JOB A => Locate every line in the rows that contains the string "hand" and copy each of those lines. Case counts.

### QUOTED TEXT ###

My strenuous engagement with Thomas Piketty is a thing of the past, my extended debate with Professors Kliman and Freeman has been concluded, I have been to Seattle and back -- it is time to turn to other topics on this blog. I shall start with some observations on a subject that is intimately related to both Piketty and to Kliman and Freeman -- economic inequality. My focus, however, shall not be on the accumulations of wealth in the stratospheric reaches of American society, nor on debates about the proper way to interpret Karl Marx's anatomy of capitalism. Rather, I shall write for a bit about the men, women, and children near the bottom of the income distribution in America. Those who have followed this blog faithfully for years [if indeed this is not the null set] will recognize themes that I have struck here several times. As Callicles complains in the Gorgias, "Socrates, you always keep saying the same thing over and over again!" to which Socrates replies, in one of the most poignant lines in any of the Dialogues, "Not only that, Callicles, but on the same subjects, too."

### PROVIDED DATA ###

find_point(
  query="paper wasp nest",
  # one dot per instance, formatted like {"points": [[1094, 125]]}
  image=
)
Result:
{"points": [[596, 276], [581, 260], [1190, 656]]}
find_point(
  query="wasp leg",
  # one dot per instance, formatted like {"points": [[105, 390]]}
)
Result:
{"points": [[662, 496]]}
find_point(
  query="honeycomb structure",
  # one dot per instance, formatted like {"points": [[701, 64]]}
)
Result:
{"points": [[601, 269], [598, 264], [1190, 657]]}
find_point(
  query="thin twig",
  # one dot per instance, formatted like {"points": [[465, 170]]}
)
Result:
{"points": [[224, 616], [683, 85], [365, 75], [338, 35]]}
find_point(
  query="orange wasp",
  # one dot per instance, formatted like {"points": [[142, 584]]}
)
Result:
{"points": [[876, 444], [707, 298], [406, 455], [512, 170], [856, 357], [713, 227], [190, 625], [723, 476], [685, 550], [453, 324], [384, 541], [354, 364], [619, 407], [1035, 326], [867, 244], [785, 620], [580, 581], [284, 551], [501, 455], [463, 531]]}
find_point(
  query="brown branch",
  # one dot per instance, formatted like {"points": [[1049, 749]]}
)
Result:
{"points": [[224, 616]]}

###
### PROVIDED DATA ###

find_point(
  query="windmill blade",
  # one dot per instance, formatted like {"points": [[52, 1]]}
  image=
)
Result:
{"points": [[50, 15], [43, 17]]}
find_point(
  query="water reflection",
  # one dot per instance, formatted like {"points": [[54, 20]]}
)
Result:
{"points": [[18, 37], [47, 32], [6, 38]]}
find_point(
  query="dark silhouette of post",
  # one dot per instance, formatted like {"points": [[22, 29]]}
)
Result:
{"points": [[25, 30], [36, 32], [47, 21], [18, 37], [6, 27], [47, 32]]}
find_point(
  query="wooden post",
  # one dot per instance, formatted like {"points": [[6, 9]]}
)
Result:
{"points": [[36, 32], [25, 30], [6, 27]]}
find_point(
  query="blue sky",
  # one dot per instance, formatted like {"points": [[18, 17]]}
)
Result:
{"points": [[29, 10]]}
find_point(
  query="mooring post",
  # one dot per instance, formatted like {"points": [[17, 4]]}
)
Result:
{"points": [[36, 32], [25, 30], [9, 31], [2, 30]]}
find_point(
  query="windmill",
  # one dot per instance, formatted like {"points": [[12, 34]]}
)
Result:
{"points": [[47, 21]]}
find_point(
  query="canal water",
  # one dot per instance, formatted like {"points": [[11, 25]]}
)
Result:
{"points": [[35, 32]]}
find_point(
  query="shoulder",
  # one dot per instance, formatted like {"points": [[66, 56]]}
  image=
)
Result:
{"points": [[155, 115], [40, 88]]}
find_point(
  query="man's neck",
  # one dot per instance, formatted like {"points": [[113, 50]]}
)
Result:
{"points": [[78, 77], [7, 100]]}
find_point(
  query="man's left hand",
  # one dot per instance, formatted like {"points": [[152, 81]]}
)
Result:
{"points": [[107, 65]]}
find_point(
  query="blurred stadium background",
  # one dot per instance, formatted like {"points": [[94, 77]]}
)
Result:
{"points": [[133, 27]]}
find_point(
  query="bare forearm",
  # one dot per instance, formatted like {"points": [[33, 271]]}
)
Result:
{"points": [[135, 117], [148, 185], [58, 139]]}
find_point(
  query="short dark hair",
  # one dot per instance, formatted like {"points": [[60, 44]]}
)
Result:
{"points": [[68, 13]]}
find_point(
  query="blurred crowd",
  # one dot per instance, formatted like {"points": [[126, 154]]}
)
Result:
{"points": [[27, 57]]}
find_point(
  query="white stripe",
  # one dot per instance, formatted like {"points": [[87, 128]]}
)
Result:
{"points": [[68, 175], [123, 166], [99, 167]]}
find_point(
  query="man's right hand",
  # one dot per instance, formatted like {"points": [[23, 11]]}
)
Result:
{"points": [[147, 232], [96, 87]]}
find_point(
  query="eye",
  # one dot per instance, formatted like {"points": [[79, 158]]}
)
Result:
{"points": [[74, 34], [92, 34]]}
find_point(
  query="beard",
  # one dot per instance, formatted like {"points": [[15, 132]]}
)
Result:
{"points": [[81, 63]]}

###

JOB B => List every person named in the blog post.

TASK SOLUTION A =>
  query="man's left hand",
  query="man's right hand",

TASK SOLUTION B =>
Thomas Piketty
Kliman
Freeman
Karl Marx
Callicles
Socrates